◆ **WHAT IS ASKED**: Rewrite the entries below, swapping every "green grass" for "lawn" and leaving everything else unchanged.

Region labeling entries:
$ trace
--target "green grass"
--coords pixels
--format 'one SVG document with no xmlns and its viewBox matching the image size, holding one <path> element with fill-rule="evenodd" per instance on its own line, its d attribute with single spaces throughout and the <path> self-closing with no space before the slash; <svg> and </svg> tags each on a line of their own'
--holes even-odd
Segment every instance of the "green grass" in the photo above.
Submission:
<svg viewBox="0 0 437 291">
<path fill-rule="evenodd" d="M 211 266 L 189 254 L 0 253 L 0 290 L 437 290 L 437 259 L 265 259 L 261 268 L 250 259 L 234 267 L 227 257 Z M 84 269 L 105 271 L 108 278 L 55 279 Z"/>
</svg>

◆ **RESULT FOR THIS EXERCISE**:
$ trace
--target "lawn"
--coords pixels
--format 'one SVG document with no xmlns and its viewBox matching the image size, holding one <path> element with fill-rule="evenodd" per instance on its own line, its d attribute with single spaces throughout and the <path> self-closing with no space before the slash; <svg> and </svg> tags each on a line of their own'
--holes even-odd
Segment every instance of the "lawn" in the photo above.
Submission:
<svg viewBox="0 0 437 291">
<path fill-rule="evenodd" d="M 211 266 L 189 254 L 0 253 L 0 290 L 437 290 L 437 259 L 265 259 L 261 268 L 250 259 L 234 267 L 227 257 Z M 84 269 L 105 271 L 108 278 L 55 279 Z"/>
</svg>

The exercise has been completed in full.